I’ve
never been wild about night time in remote areas and all these vampire movies
aren’t helping.
Normally,
of course, it’s not an issue because I live in the nice safe crime-ridden
city. If this hesitation about rural
living sounds unreasonable, I would like to point out that with a few
exceptions like King Kong (who was a reluctant city dweller), four out of five
monsters, UFO’s, vampires, amorphous masses, psychos and parapsychological
phenomena on your movie screen prefer isolated country settings.
Whether
such creatures exist in fact is immaterial.
In the middle of the night in a woodsy setting they are alive and well
in my imagination.
We
recently spent a long weekend in the state of Washington at a stunning but
seriously remote address I will call One Forest Primeval. Walking around in the surrounding woods, I
half expected to see a coven of Twilight
Saga Volturi materialize from the edge
of the forest and size me up for lunch.
I
do have to say that the Twilight series
movies don’t move me the way the old school monster flicks did. Maybe it’s a generational thing, but Godzilla
will always be my guy. And maybe it’s
because the Twilight series is far
less about vampires and werewolves than about lust. For the record, I am not against lust. In fact, some of the best moments of my life
have involved lust. But I’m generally
only attracted to creatures of my own species.
Anyway,
come dusk, I would look out onto the grassy clearing outside our window and
realize that it was the perfect UFO movie landing strip. If you’ve watched any sci-fi flicks at all, you
know that UFOs have a penchant for landing in just such places and scaring the
poor locals excretionless.

Dataset content:
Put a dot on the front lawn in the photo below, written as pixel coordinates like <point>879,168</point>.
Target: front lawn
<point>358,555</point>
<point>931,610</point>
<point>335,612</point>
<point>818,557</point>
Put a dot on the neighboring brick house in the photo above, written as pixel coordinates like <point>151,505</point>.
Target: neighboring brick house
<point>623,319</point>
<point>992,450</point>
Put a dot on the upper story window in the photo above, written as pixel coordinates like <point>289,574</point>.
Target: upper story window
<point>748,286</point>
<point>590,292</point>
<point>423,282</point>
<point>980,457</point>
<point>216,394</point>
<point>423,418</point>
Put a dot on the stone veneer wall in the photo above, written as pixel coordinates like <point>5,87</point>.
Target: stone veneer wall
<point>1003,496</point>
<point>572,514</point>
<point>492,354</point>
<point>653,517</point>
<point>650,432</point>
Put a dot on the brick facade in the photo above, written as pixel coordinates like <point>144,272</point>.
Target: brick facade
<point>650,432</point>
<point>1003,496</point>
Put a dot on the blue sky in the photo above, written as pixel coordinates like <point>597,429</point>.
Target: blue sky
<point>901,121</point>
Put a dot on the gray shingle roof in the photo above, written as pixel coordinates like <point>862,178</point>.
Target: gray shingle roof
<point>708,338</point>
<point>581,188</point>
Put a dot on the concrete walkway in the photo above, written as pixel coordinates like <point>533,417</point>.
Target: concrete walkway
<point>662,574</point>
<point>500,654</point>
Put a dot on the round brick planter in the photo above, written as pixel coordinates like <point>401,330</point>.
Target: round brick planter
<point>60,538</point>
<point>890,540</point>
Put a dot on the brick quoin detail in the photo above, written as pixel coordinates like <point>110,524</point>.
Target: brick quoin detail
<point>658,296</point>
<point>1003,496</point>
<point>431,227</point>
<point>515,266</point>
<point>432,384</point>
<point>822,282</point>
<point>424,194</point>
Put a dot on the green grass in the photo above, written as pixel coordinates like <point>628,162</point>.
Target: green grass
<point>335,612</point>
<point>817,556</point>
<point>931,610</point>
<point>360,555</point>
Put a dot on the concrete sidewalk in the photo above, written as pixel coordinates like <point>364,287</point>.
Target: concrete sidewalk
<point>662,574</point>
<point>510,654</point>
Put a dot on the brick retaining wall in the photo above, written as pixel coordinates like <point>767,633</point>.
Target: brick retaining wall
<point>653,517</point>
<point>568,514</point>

What this exercise asks:
a) List every kind of creature or phenomenon that the essay on rural night fears says prefers isolated country settings on the movie screen.
b) Do these statements agree with the essay on rural night fears? Answer yes or no for each, and quote the words from the essay that decide it.
(i) The writer lives in a city.
(ii) The writer finds the Twilight movies more moving than the old school monster flicks.
(iii) King Kong is described as a reluctant city dweller.
c) Write the next part of the essay on rural night fears, picking up after its last sentence.

Replies:
a) Monsters, UFO’s, vampires, amorphous masses, psychos, and parapsychological phenomena.

b)
(i) Yes: "I live in the nice safe crime-ridden city."
(ii) No: "the Twilight series movies don’t move me the way the old school monster flicks did."
(iii) Yes: "King Kong (who was a reluctant city dweller)"

c)
Around
2 a.m., with the wind brushing tree branches ominously against the windows, I’d
develop this sudden conviction that I was in the place that The Blob (Giant
Ants, Mighty Behemoth, Boston Strangler, little green men with ray guns,
Andromeda Strain, Ghost of Christmas Past, Edward Cullen) had singled out to
first do its thing.
I
guess what bothers me most about being one of the first victims is that in
horror movies, it’s always a bit part.
Chomp, slosh, swallow, and you’re forgotten. It would seriously annoy me to be relegated
to a list of “also-eatens”.
Of
course, I’m aware that the demise of the first few victims is just a little
dramatic intro designed to hold the audience until the plot thickens The Next
Day. That’s when the unwitting neighbor
shows up to borrow a cup of sugar and wonders vaguely why the front door is (a)
radioactive (b) splintered, or (c) full of giant teeth marks; investigates
further (what are neighbors for?); comes upon the Scene of Horror (which even
if the acting is really bad can usually be identified by the G-flat tremolo
chord); and drops her cup, which shatters but miraculously never severs her
anterior tibial vein, unless it’s one of those reality medical shows.